Curator Review - Georgia O'Keeffe Museum

In 2017, the Georgia O’Keeffe Museum decided it was time to find a new digital layout tool. The Museum had used the same custom tool for eight years. This tool was simple to navigate and accurately mapped out the building’s peculiar architectural features, like curved and tilted walls. This custom tool, however, had not aged gracefully. It was time consuming and difficult to import images, the system grew slow from housing too much data, and it crashed if an image was placed in the wrong spot. Additionally, annual licensing was costly and the company was phasing out customer support. The curatorial team knew it was time to make the switch. After some online research, testing trials, interviewing of other users, and many back and forth email questions, the Georgia O’Keeffe decided to go with Ortelia Curator.

Ortelia Curator is easy to use. It’s clearly laid out and intuitive so we don’t have to work in it all the time to remember how to use it. The amount of power in this tool is astounding. We never imagined being able to check how the winter sun would expose and affect sensitive works in our sunnier galleries. Nor did we expect to be able to test how sound from our video room would travel through to the other galleries. It’s truly amazing! Moreover, the customer support that comes with Ortelia Curator really sets it apart. Despite the 16 hour time difference, Lazaros or Darren respond to emails within 24 hours – and we send a lot of emails!
******************************
EXERCISE REQUIREMENTS:
• a. Pull out the passage of the curator review starting at "Ortelia Curator is" and ending at "lot of emails!", word for word.
• b. According to the curator review, how many years had the museum used its old custom layout tool?

RECORDED INFORMATION:
******************************
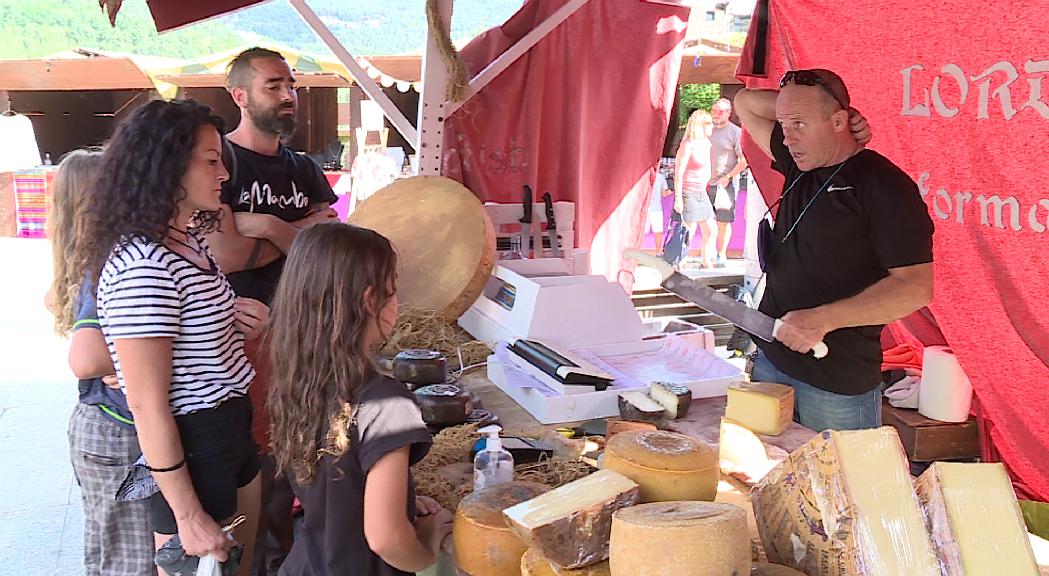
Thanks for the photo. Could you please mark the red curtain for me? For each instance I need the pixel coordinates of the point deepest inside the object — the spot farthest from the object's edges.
(955, 96)
(582, 115)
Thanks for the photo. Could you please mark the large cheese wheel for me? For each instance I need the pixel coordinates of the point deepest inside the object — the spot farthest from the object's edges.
(533, 563)
(444, 239)
(485, 546)
(762, 569)
(680, 538)
(667, 466)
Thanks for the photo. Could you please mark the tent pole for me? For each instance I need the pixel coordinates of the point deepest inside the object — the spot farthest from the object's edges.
(360, 76)
(518, 49)
(433, 108)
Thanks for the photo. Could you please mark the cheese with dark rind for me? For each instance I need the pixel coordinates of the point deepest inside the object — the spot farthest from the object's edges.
(680, 538)
(484, 542)
(570, 525)
(675, 398)
(533, 563)
(667, 466)
(637, 406)
(443, 404)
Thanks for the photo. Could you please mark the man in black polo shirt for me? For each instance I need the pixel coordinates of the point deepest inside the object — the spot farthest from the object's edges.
(851, 249)
(273, 193)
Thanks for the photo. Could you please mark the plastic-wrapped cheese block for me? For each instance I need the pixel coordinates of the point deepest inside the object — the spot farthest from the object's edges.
(842, 505)
(762, 569)
(533, 563)
(680, 538)
(485, 546)
(763, 407)
(570, 525)
(667, 466)
(975, 519)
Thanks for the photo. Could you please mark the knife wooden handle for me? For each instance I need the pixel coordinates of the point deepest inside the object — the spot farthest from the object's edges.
(819, 350)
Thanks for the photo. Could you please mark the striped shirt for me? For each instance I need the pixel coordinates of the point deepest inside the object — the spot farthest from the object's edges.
(148, 291)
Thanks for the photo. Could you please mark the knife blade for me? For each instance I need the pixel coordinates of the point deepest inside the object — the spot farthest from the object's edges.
(555, 250)
(750, 320)
(526, 220)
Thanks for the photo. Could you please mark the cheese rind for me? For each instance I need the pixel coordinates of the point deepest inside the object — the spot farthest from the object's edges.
(842, 505)
(570, 525)
(763, 407)
(533, 563)
(762, 569)
(637, 406)
(667, 466)
(975, 519)
(675, 398)
(680, 538)
(485, 546)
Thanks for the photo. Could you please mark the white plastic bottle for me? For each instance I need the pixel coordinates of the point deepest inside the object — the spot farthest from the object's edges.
(493, 465)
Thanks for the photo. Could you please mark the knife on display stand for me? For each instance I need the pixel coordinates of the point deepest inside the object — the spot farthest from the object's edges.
(555, 249)
(750, 320)
(526, 220)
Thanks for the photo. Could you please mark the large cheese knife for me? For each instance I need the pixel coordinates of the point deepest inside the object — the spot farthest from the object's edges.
(750, 320)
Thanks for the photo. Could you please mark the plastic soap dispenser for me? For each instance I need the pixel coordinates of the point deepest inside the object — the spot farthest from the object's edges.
(493, 465)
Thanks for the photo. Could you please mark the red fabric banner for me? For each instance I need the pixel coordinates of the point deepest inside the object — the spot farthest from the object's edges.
(955, 97)
(582, 115)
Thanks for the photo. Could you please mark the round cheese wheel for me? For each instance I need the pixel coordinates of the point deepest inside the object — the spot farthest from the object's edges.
(680, 538)
(667, 466)
(485, 546)
(762, 569)
(533, 563)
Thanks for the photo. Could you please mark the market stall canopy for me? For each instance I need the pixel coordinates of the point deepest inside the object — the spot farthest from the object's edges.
(965, 118)
(169, 15)
(89, 69)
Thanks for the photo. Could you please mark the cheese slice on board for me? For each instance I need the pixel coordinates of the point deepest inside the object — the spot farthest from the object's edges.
(763, 407)
(570, 525)
(667, 466)
(680, 538)
(842, 505)
(485, 546)
(742, 453)
(975, 519)
(533, 563)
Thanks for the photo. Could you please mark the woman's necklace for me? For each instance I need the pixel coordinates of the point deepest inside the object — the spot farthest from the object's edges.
(197, 249)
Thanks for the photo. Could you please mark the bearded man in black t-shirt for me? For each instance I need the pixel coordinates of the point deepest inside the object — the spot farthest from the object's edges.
(851, 249)
(273, 193)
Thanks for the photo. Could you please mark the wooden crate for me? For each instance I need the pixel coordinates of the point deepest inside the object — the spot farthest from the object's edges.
(927, 440)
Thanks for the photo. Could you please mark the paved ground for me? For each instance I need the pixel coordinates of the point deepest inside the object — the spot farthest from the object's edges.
(41, 521)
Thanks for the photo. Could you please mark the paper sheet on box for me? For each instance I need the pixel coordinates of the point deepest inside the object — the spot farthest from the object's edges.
(676, 361)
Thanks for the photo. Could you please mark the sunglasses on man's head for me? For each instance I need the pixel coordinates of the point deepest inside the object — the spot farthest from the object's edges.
(810, 78)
******************************
ANSWERS IN ORDER:
• a.
Ortelia Curator is easy to use. It’s clearly laid out and intuitive so we don’t have to work in it all the time to remember how to use it. The amount of power in this tool is astounding. We never imagined being able to check how the winter sun would expose and affect sensitive works in our sunnier galleries. Nor did we expect to be able to test how sound from our video room would travel through to the other galleries. It’s truly amazing! Moreover, the customer support that comes with Ortelia Curator really sets it apart. Despite the 16 hour time difference, Lazaros or Darren respond to emails within 24 hours – and we send a lot of emails!

• b. Eight years.